- _Brief_
Retype every entry in its entirety, without alteration.
━━━ Working data ━━━
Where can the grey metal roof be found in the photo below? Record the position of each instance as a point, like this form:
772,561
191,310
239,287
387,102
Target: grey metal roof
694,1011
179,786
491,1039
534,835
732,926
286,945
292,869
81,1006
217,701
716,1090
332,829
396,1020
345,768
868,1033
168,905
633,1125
━━━
- _Task output_
Where can the grey metal roof be found in the photo below? Record the position of each instance as a point, like this form:
772,561
191,310
239,287
387,102
Target: grey metal roof
694,1011
179,786
491,1039
534,835
732,926
286,945
292,869
81,1006
217,701
716,1090
332,829
396,1020
345,768
868,1033
168,905
633,1125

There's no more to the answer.